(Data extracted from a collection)
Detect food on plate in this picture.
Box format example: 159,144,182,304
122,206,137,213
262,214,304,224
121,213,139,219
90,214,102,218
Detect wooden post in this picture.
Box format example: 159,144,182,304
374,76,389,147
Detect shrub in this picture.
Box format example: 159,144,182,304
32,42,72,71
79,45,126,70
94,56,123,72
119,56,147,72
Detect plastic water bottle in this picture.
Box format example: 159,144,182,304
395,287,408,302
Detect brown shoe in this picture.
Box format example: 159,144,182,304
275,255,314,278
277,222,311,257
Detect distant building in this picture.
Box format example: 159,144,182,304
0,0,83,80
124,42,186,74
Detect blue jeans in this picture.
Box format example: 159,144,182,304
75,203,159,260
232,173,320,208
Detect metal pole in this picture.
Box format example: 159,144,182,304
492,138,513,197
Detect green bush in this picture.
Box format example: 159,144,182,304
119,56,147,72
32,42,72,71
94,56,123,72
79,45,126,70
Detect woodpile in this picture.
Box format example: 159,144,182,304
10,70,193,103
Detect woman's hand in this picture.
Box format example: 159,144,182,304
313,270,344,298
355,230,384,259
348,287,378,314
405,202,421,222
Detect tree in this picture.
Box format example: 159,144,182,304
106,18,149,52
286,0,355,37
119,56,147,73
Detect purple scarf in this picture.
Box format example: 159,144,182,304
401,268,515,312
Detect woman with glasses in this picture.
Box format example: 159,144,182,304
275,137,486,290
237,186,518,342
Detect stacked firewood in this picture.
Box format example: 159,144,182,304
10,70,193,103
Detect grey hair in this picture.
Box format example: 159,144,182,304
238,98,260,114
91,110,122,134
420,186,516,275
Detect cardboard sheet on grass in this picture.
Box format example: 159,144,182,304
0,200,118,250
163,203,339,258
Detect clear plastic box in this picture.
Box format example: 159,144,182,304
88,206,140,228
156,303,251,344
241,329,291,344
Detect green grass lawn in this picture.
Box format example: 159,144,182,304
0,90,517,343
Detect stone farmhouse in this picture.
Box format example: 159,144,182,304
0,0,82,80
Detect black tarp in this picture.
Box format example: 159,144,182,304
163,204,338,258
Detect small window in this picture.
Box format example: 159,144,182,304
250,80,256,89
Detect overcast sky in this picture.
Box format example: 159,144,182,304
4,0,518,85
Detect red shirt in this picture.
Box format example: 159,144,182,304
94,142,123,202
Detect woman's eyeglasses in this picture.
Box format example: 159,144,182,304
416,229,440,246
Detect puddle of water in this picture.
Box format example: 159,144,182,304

• **To do**
Only the lines from the one holding "Detect puddle of water in this picture." to the end of the entries above belong in the answer, each copied exactly.

• **Exercise solution**
Detect puddle of water in this picture.
Box format example: 159,144,182,304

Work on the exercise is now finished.